### [WHAT THE EXERCISE ASKS]
In the data below, find every line with the word "hood" and copy it out.

····················

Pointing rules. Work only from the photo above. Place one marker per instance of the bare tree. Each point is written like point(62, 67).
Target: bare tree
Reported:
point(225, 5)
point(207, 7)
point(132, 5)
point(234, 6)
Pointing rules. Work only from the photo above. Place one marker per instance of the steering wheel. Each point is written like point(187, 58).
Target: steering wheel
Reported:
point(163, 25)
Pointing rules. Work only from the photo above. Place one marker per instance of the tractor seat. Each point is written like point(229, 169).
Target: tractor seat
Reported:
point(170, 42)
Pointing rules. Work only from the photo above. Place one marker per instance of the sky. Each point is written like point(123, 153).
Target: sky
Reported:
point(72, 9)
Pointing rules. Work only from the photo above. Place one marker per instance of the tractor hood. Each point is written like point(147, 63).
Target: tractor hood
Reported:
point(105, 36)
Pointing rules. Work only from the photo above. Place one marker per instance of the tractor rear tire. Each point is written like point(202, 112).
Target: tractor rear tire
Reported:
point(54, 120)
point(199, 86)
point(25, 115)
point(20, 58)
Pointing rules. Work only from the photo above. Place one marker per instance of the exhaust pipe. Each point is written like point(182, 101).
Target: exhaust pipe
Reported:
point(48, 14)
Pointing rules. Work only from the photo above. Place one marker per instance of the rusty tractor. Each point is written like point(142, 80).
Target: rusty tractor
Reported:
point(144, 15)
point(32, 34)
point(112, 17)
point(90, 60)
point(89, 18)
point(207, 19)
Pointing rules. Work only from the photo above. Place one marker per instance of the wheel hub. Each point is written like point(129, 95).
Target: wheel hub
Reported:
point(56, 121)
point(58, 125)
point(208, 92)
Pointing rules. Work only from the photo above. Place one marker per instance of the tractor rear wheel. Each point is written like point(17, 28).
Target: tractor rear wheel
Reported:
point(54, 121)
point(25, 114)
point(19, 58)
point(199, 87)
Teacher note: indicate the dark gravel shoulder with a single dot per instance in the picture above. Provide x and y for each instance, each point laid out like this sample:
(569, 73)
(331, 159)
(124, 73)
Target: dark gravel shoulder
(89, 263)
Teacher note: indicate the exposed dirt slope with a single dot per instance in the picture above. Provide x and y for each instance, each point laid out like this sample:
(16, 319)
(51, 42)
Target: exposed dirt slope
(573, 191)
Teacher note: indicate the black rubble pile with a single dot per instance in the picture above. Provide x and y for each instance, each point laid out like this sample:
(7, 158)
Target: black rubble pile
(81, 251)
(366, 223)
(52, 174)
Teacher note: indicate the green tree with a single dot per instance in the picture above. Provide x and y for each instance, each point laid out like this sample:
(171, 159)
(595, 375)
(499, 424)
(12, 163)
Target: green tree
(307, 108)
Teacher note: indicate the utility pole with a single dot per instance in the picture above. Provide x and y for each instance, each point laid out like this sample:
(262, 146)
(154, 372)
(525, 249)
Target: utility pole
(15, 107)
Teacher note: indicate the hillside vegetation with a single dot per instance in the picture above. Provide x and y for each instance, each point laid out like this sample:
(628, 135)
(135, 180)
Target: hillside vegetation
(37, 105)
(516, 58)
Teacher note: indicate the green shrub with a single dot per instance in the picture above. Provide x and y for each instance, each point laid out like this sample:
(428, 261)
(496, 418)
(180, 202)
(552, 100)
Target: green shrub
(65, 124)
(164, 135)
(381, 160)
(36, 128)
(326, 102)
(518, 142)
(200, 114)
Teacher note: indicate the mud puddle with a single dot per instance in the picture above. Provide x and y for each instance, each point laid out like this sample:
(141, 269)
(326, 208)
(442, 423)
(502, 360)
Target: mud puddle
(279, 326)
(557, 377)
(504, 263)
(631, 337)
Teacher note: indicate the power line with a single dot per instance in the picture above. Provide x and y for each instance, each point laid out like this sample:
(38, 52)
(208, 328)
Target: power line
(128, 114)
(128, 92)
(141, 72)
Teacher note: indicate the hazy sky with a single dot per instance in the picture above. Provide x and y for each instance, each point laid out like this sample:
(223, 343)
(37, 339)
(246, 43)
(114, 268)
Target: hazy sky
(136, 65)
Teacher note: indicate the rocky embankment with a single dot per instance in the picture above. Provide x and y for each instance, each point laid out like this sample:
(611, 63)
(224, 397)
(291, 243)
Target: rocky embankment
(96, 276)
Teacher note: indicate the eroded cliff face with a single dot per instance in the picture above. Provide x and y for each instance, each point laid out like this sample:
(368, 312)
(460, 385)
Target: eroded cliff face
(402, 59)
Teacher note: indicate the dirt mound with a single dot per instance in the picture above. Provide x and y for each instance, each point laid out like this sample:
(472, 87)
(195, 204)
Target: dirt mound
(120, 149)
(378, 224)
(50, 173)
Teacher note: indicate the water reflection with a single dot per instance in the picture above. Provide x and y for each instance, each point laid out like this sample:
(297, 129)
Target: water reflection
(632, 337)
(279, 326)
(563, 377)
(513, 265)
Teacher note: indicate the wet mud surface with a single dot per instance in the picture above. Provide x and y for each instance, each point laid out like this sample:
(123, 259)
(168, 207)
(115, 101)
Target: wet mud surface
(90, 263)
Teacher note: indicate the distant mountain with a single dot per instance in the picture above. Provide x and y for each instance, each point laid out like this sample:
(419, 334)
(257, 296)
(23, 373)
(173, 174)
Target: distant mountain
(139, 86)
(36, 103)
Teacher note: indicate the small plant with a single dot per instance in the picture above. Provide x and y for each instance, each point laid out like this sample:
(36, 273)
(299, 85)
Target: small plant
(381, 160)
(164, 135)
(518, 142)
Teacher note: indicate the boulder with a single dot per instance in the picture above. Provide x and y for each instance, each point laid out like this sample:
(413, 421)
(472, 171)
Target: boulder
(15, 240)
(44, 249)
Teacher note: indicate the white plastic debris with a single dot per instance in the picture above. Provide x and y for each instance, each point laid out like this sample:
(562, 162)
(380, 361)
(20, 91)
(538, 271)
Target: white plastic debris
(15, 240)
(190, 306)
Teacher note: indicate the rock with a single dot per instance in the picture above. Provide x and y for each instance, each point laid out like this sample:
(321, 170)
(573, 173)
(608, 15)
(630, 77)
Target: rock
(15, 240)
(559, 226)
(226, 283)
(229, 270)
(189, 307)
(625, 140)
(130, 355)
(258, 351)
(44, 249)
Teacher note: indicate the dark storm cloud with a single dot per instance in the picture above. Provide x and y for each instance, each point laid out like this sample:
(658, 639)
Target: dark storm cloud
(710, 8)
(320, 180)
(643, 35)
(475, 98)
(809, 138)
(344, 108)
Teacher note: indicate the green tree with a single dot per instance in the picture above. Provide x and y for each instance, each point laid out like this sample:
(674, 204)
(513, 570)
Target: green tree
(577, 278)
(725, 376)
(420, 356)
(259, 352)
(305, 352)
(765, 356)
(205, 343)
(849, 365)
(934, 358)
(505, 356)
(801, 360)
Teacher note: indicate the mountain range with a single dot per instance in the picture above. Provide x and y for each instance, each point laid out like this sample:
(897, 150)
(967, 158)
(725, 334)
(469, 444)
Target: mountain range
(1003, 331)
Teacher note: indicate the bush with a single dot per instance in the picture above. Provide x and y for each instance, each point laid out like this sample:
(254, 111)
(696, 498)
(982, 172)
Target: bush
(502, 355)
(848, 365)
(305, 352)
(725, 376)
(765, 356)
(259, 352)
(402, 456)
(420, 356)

····················

### [WRITTEN RESPONSE]
Pointing rules. Work only from the photo above. Place one marker per instance of the tractor hood. Each point is written like point(147, 63).
Target: tractor hood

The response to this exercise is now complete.